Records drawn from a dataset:

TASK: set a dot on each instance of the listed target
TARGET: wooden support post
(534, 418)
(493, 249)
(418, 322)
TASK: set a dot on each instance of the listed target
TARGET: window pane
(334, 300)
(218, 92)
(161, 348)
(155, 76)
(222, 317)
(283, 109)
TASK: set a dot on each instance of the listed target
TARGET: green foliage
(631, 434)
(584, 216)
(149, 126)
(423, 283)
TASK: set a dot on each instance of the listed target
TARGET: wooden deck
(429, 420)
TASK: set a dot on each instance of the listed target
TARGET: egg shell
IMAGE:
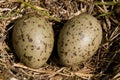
(33, 40)
(79, 39)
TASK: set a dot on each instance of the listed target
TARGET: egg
(79, 39)
(33, 40)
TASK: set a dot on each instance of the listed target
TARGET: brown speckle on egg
(31, 36)
(83, 35)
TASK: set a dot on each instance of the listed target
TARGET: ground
(104, 65)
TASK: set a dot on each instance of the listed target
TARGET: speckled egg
(79, 39)
(33, 40)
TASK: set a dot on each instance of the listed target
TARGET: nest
(104, 65)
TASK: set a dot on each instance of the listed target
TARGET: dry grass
(104, 65)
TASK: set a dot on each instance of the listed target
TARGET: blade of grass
(40, 11)
(106, 3)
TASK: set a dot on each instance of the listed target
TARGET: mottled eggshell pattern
(33, 40)
(79, 39)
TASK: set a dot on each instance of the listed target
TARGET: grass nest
(104, 65)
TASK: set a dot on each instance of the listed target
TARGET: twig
(37, 9)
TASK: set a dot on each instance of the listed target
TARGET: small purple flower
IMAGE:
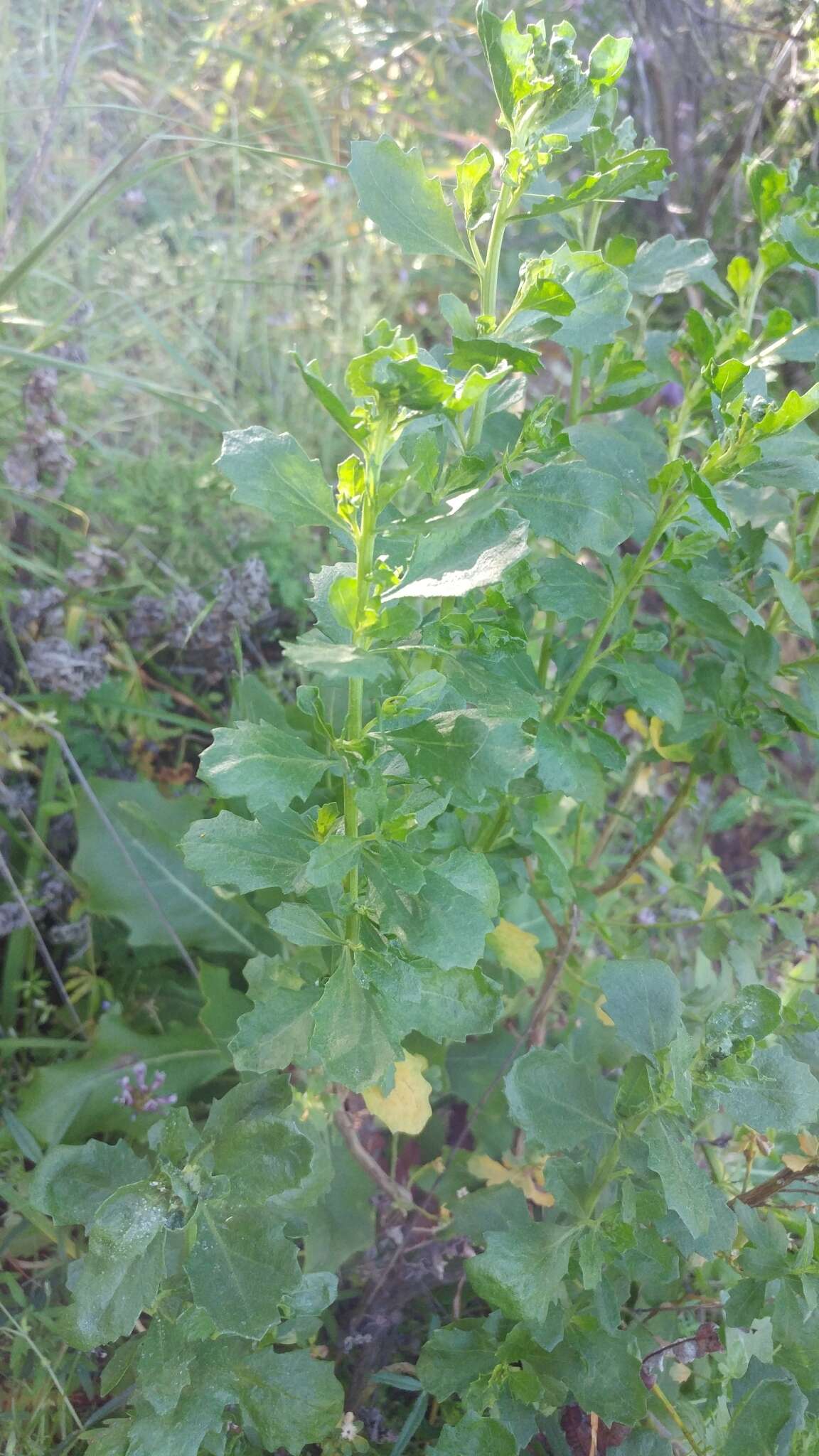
(139, 1096)
(670, 395)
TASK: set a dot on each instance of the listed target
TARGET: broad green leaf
(333, 860)
(277, 1029)
(669, 264)
(72, 1183)
(645, 1004)
(564, 768)
(522, 1270)
(601, 300)
(264, 1155)
(604, 1376)
(474, 184)
(606, 63)
(124, 1264)
(466, 753)
(655, 692)
(241, 1267)
(506, 51)
(267, 766)
(348, 1036)
(327, 397)
(290, 1400)
(302, 926)
(756, 1012)
(476, 1436)
(784, 1094)
(488, 353)
(766, 1413)
(793, 410)
(745, 759)
(617, 178)
(404, 203)
(559, 1103)
(687, 1187)
(802, 239)
(164, 1366)
(574, 505)
(570, 590)
(449, 918)
(793, 601)
(258, 854)
(223, 1005)
(445, 1005)
(198, 1411)
(455, 1356)
(151, 828)
(77, 1097)
(465, 558)
(540, 290)
(502, 685)
(343, 1221)
(684, 596)
(274, 475)
(315, 654)
(620, 453)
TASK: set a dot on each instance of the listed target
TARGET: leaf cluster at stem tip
(563, 635)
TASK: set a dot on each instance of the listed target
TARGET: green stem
(491, 830)
(633, 577)
(355, 721)
(488, 296)
(588, 240)
(545, 655)
(576, 387)
(602, 1179)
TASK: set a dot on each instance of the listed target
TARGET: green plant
(496, 739)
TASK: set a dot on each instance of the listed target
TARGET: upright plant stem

TASK BRIEF: Return the data exactly as it stands, minus the pictures.

EXERCISE SOLUTION:
TASK: set a dot on each instance of the listed target
TARGET: wooden support post
(534, 418)
(493, 249)
(418, 322)
TASK: set a dot on each instance of the listed target
TARGET: window pane
(334, 300)
(218, 92)
(161, 348)
(155, 76)
(222, 317)
(283, 109)
TASK: set a dot on each instance of the listed target
TARGET: green foliage
(631, 434)
(584, 216)
(149, 126)
(423, 283)
TASK: set a dot on each instance of the listed target
TARGET: wooden deck
(429, 420)
TASK: set a dot on each instance of the listed target
TARGET: egg shell
IMAGE:
(33, 40)
(79, 39)
TASK: set a dot on each instance of the listed target
TARGET: egg
(79, 39)
(33, 40)
TASK: set a dot on each instance of the listed target
TARGET: brown speckle on egg
(31, 36)
(83, 35)
TASK: set a dot on each instance of the listed target
TARGET: ground
(104, 65)
TASK: set a dot on each instance of the listed target
TARGET: speckled egg
(79, 39)
(33, 40)
TASK: set a dot on each instance of the listed target
TARGET: nest
(104, 65)
TASK: set a dot on each instance of the listed target
TARGET: dry grass
(104, 65)
TASK: set a dot on each instance of the listed target
TARGET: blade of grass
(40, 11)
(106, 3)
TASK: set a dot on each instance of the listed target
TARGET: mottled eggshell pattern
(33, 40)
(79, 39)
TASK: set a dot on each instance of the listed target
TARGET: grass nest
(104, 65)
TASK: set a dot on each instance of the listed target
TARGET: twig
(37, 9)
TASK: set a dot on each instance of the listed target
TARGET: small purple flower
IMAGE:
(139, 1096)
(670, 395)
TASK: set a dot on each instance of the listed target
TARGET: broad green leaf
(333, 860)
(277, 1029)
(669, 264)
(72, 1183)
(645, 1004)
(564, 768)
(522, 1270)
(601, 300)
(264, 1155)
(604, 1376)
(474, 184)
(606, 63)
(124, 1264)
(466, 753)
(655, 692)
(241, 1267)
(506, 51)
(267, 766)
(348, 1036)
(327, 397)
(290, 1400)
(302, 926)
(756, 1012)
(476, 1436)
(784, 1094)
(488, 353)
(766, 1413)
(793, 410)
(745, 759)
(617, 178)
(404, 203)
(559, 1103)
(687, 1187)
(802, 239)
(164, 1366)
(574, 505)
(570, 590)
(449, 918)
(793, 601)
(258, 854)
(223, 1005)
(445, 1005)
(198, 1411)
(455, 1356)
(151, 828)
(77, 1097)
(465, 558)
(540, 290)
(502, 685)
(343, 1221)
(684, 596)
(274, 475)
(315, 654)
(620, 453)
TASK: set a dot on each instance of the listed target
TARGET: leaf cluster at stem tip
(563, 635)
TASK: set a dot on each instance of the listed target
TARGET: green stem
(491, 830)
(633, 577)
(355, 721)
(488, 296)
(588, 240)
(545, 655)
(576, 387)
(602, 1179)
TASK: set a dot on each instance of the listed target
TARGET: green plant
(496, 739)
TASK: set a dot on each instance of the listed target
TARGET: upright plant stem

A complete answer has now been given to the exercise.